## Source material
----
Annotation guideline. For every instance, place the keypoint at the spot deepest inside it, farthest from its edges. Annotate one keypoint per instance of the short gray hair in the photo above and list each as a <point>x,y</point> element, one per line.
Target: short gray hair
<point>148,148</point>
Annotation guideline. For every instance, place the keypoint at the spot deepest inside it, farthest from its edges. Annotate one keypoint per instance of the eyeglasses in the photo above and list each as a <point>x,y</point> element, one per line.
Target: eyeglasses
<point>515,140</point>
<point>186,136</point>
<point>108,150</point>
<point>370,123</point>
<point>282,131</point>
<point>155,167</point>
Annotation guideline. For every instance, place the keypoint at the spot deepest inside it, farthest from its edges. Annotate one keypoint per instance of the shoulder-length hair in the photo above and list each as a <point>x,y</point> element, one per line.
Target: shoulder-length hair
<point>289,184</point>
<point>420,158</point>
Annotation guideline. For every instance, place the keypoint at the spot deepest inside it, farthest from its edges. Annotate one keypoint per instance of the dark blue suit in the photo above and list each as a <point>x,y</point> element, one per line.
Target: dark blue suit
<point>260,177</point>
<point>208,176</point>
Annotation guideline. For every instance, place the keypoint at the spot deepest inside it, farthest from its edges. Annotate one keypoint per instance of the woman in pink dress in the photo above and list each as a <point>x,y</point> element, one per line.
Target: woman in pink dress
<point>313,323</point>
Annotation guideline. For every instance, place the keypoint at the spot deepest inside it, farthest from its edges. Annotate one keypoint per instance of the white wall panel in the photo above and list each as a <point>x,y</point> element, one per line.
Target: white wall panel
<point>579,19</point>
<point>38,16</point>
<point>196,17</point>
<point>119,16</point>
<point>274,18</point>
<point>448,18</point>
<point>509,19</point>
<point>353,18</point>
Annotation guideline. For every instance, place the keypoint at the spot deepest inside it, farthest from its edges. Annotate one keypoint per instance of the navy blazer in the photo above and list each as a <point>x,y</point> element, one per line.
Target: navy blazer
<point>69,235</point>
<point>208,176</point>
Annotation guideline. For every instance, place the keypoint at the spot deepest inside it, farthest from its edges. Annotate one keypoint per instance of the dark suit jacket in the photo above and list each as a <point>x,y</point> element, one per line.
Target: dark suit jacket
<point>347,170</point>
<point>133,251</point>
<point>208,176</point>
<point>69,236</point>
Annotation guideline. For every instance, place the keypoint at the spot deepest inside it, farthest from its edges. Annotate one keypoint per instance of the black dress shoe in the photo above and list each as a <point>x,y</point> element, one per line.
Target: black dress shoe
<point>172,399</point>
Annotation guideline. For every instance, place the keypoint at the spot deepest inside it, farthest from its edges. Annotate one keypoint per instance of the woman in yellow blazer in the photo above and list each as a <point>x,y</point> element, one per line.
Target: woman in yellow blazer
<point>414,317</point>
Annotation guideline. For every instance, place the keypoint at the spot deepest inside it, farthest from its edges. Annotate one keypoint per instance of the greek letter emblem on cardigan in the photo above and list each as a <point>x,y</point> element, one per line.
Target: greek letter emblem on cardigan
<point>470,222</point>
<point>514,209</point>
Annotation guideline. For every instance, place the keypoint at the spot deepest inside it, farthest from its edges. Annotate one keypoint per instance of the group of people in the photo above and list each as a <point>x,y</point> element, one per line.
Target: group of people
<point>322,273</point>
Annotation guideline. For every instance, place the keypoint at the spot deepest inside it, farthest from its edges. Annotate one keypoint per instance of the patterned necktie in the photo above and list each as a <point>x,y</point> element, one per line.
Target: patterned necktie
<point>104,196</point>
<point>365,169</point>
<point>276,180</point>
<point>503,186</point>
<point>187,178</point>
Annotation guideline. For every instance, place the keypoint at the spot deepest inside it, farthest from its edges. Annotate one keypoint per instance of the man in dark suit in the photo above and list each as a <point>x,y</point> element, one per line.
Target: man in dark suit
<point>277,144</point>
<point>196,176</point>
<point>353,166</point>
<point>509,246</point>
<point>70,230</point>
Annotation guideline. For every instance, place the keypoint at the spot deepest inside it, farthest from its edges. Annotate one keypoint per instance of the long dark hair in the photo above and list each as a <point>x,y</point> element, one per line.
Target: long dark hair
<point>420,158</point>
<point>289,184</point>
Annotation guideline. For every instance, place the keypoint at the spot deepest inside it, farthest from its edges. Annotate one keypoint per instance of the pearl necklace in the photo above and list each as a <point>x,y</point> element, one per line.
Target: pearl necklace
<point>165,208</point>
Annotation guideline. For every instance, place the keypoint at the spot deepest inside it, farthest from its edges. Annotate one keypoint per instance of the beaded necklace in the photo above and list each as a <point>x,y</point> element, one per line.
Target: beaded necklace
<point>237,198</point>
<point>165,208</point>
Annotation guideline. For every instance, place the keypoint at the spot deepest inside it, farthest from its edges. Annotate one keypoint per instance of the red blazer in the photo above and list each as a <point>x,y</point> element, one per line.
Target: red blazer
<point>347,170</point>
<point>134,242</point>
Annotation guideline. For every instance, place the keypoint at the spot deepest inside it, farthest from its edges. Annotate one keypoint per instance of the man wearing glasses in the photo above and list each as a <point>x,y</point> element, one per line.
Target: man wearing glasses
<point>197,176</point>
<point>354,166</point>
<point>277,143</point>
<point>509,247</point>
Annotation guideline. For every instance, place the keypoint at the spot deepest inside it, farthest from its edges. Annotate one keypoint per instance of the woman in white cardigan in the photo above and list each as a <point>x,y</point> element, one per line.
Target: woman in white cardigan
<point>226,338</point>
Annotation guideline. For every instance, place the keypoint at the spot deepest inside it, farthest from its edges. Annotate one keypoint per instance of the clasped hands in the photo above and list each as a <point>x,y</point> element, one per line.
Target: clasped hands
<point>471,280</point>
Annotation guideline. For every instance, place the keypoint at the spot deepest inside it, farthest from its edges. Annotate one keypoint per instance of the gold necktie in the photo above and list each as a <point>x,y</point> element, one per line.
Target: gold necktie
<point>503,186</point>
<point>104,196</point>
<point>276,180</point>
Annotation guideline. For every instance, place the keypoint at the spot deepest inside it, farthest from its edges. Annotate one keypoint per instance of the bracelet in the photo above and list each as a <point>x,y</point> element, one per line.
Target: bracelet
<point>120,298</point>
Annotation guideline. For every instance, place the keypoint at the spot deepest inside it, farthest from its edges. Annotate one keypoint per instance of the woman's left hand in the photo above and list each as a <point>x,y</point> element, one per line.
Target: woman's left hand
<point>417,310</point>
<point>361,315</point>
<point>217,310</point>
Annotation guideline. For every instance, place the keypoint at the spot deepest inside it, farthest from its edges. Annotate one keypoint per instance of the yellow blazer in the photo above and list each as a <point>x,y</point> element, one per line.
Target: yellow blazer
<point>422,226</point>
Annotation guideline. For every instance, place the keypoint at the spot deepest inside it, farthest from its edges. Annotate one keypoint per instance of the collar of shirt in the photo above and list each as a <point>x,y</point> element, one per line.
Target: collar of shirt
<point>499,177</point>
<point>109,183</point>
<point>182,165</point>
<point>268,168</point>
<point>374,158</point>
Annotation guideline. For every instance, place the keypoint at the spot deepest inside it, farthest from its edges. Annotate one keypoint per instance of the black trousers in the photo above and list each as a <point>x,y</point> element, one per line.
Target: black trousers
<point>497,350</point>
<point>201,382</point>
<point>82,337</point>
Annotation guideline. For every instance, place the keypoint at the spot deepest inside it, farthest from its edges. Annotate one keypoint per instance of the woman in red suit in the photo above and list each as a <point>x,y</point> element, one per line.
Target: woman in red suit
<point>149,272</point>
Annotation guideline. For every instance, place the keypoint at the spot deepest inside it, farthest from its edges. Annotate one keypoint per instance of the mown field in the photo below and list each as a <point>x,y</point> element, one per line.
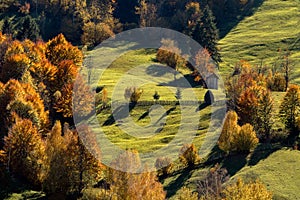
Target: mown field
<point>256,39</point>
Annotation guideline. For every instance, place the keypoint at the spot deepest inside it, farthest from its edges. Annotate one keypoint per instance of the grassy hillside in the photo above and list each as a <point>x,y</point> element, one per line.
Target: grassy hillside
<point>280,172</point>
<point>257,38</point>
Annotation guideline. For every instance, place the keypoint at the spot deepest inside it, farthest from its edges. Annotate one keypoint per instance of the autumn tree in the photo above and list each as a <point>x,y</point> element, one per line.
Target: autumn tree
<point>22,99</point>
<point>189,155</point>
<point>254,190</point>
<point>164,165</point>
<point>230,129</point>
<point>7,27</point>
<point>72,160</point>
<point>211,187</point>
<point>147,12</point>
<point>290,107</point>
<point>246,139</point>
<point>243,77</point>
<point>24,151</point>
<point>29,29</point>
<point>186,193</point>
<point>59,49</point>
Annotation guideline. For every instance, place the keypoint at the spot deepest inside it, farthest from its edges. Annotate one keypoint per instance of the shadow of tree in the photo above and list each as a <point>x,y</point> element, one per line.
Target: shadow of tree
<point>201,107</point>
<point>158,70</point>
<point>165,114</point>
<point>261,152</point>
<point>234,163</point>
<point>119,113</point>
<point>144,115</point>
<point>227,21</point>
<point>182,82</point>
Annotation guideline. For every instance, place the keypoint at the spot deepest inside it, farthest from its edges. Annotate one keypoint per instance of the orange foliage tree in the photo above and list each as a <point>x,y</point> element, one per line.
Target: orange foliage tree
<point>22,99</point>
<point>71,164</point>
<point>25,151</point>
<point>59,49</point>
<point>234,138</point>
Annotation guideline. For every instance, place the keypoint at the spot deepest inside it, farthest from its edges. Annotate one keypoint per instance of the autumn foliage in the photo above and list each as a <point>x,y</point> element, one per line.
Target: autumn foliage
<point>234,138</point>
<point>241,191</point>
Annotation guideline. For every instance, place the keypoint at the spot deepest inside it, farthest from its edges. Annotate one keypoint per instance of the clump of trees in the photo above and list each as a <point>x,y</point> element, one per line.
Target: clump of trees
<point>235,138</point>
<point>133,94</point>
<point>188,155</point>
<point>290,108</point>
<point>253,190</point>
<point>164,165</point>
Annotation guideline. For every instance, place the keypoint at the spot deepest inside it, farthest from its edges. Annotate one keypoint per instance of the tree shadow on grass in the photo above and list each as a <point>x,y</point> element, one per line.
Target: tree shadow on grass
<point>144,115</point>
<point>233,162</point>
<point>119,113</point>
<point>261,152</point>
<point>202,106</point>
<point>229,21</point>
<point>185,81</point>
<point>165,114</point>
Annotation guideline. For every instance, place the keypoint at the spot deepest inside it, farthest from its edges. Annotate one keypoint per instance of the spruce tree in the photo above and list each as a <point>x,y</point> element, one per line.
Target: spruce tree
<point>206,33</point>
<point>7,27</point>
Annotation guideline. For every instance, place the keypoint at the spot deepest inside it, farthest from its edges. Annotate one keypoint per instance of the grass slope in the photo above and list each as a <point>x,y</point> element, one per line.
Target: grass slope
<point>280,172</point>
<point>257,38</point>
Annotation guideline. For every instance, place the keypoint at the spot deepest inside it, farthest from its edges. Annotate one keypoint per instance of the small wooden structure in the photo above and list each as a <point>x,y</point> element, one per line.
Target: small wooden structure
<point>212,80</point>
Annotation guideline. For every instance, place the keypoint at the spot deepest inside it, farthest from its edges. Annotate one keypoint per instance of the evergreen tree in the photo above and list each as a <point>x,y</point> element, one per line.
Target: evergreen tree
<point>125,11</point>
<point>206,33</point>
<point>29,29</point>
<point>7,27</point>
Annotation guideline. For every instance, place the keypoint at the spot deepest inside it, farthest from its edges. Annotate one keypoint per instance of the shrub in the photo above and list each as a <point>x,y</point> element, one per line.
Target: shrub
<point>234,138</point>
<point>246,139</point>
<point>164,165</point>
<point>230,128</point>
<point>212,186</point>
<point>185,193</point>
<point>209,97</point>
<point>156,96</point>
<point>278,83</point>
<point>253,190</point>
<point>133,94</point>
<point>189,155</point>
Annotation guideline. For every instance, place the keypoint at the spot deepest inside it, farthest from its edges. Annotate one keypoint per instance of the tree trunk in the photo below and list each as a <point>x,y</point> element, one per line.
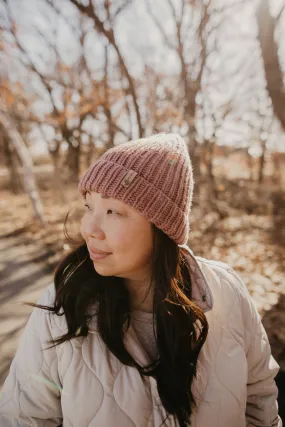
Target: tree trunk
<point>273,71</point>
<point>15,182</point>
<point>72,162</point>
<point>23,153</point>
<point>262,163</point>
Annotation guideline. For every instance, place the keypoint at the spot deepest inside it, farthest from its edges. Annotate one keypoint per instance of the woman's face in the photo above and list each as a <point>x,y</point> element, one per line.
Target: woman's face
<point>110,225</point>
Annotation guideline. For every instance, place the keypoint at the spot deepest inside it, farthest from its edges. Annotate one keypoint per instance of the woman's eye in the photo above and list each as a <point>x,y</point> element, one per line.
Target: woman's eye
<point>110,210</point>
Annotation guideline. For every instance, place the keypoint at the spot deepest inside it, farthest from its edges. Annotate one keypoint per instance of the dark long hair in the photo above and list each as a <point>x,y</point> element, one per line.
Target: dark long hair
<point>182,327</point>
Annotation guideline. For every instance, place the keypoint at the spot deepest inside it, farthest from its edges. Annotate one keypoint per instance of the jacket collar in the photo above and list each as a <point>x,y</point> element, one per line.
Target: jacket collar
<point>201,291</point>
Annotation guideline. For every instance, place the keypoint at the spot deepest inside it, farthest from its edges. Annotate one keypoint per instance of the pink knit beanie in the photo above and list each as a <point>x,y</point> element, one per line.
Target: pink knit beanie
<point>153,175</point>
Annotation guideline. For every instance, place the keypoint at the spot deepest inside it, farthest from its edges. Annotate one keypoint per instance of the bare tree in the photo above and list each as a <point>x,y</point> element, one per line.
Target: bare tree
<point>23,153</point>
<point>106,29</point>
<point>269,49</point>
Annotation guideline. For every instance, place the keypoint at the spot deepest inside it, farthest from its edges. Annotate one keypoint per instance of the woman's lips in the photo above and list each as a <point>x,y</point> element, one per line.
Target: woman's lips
<point>97,255</point>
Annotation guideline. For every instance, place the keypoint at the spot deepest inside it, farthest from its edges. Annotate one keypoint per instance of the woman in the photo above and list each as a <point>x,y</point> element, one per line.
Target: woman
<point>137,330</point>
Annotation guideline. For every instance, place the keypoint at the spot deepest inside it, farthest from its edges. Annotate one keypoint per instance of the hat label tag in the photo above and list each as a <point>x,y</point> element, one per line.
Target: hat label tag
<point>129,177</point>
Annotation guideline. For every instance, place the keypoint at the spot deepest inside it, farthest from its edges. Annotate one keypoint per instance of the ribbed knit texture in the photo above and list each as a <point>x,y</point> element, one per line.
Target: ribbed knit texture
<point>153,175</point>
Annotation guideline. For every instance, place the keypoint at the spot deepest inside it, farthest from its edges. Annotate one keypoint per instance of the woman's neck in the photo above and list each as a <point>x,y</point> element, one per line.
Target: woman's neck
<point>141,296</point>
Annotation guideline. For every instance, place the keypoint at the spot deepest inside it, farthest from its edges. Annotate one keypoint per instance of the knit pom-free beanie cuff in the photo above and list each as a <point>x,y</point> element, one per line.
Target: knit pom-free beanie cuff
<point>107,177</point>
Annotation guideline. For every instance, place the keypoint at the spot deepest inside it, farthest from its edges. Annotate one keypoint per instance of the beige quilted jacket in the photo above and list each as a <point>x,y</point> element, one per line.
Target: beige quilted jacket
<point>73,386</point>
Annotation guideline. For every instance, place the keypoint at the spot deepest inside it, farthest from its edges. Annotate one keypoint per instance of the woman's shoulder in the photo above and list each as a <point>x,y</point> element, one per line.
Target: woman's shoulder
<point>225,283</point>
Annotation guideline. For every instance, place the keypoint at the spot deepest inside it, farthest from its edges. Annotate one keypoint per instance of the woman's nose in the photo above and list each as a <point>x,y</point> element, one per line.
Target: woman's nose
<point>92,228</point>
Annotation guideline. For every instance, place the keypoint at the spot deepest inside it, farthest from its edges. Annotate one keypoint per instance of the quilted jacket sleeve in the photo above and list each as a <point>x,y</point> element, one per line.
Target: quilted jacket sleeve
<point>262,392</point>
<point>31,392</point>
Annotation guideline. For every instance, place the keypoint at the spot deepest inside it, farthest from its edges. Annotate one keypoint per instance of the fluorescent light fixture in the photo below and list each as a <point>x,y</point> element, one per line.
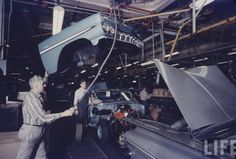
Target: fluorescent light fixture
<point>231,53</point>
<point>128,65</point>
<point>95,65</point>
<point>224,62</point>
<point>173,54</point>
<point>83,71</point>
<point>176,64</point>
<point>58,16</point>
<point>201,3</point>
<point>199,60</point>
<point>147,63</point>
<point>136,62</point>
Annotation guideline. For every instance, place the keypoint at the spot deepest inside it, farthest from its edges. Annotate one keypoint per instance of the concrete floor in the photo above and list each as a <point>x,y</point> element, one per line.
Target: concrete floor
<point>61,144</point>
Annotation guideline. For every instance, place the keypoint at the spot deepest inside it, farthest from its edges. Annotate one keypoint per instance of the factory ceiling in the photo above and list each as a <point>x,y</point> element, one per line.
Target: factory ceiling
<point>165,26</point>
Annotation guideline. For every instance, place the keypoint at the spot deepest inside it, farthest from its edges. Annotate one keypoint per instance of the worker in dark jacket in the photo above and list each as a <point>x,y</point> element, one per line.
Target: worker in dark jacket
<point>34,119</point>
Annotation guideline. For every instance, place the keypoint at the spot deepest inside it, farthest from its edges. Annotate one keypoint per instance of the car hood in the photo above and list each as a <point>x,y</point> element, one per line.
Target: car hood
<point>203,94</point>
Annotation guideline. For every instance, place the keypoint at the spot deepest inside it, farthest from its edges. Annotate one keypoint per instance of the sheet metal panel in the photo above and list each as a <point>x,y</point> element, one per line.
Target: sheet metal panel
<point>203,94</point>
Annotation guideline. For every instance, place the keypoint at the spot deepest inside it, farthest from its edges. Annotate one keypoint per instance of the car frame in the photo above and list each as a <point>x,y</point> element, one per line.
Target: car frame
<point>106,116</point>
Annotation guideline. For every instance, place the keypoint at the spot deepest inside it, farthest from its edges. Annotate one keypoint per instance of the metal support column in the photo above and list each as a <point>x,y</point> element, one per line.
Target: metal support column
<point>2,14</point>
<point>194,16</point>
<point>163,53</point>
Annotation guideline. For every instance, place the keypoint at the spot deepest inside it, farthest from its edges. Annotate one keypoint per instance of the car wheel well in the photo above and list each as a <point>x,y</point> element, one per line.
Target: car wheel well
<point>66,56</point>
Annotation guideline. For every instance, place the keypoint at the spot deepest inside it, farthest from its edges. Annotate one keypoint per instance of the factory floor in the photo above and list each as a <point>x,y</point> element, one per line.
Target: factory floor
<point>61,144</point>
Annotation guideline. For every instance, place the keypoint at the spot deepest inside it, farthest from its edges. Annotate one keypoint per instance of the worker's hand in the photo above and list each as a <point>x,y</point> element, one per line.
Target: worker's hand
<point>46,74</point>
<point>76,112</point>
<point>68,112</point>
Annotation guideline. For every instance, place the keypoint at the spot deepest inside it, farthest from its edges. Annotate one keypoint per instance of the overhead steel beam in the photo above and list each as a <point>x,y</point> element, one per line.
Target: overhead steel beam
<point>204,29</point>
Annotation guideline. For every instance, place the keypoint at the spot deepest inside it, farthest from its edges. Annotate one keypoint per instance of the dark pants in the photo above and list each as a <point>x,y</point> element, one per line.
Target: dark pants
<point>32,142</point>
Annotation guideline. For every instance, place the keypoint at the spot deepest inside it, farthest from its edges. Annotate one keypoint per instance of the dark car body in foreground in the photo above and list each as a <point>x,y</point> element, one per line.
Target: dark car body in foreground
<point>206,99</point>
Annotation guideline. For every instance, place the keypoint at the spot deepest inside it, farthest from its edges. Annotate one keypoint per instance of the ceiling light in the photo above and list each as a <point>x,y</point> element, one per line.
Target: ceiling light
<point>231,53</point>
<point>199,60</point>
<point>83,71</point>
<point>147,63</point>
<point>224,62</point>
<point>201,3</point>
<point>58,16</point>
<point>95,65</point>
<point>136,62</point>
<point>176,64</point>
<point>128,65</point>
<point>173,54</point>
----
Rewrite the material from the start through the line containing "<point>313,323</point>" as a two-column CSV with the headers instruction and response, placing each instruction and its answer together on one row. Enclose every field in quotation marks and replace line breaks inside a field with spaces.

instruction,response
"Annotation guideline. For every instance, place the keypoint at the spot deepest inside it, farthest from its edges. Annotate one keypoint per instance of the short gray hair in the photo above and list each as a <point>x,y</point> element, one per line. Target: short gray hair","<point>148,148</point>"
"Annotation guideline. For every instance, place the keypoint at the spot deepest inside it, farthest from its edges. Annotate one keypoint per instance of the eyeglasses in the photo above and list each as a <point>x,y</point> element, one per line. Target: eyeglasses","<point>515,140</point> <point>186,136</point> <point>108,150</point> <point>370,123</point> <point>282,131</point> <point>155,167</point>"
"Annotation guideline. For every instance, place the keypoint at the spot deepest inside it, farthest from its edges. Annotate one keypoint per instance of the shoulder-length hair in the photo above and list each as a <point>x,y</point> element, one per line. Target: shoulder-length hair","<point>289,184</point> <point>420,158</point>"
"Annotation guideline. For every instance, place the keypoint at the spot deepest inside it, farthest from its edges. Annotate one keypoint per instance of the dark blue suit in the photo above and list each as a <point>x,y</point> element, one per line. Target: dark blue suit","<point>260,177</point> <point>208,176</point>"
"Annotation guideline. For every instance, place the keypoint at the spot deepest inside it, farthest from its edges. Annotate one keypoint per instance of the woman in pink dress in the photo above and list each as a <point>x,y</point> element, one per line. Target: woman in pink dress","<point>313,323</point>"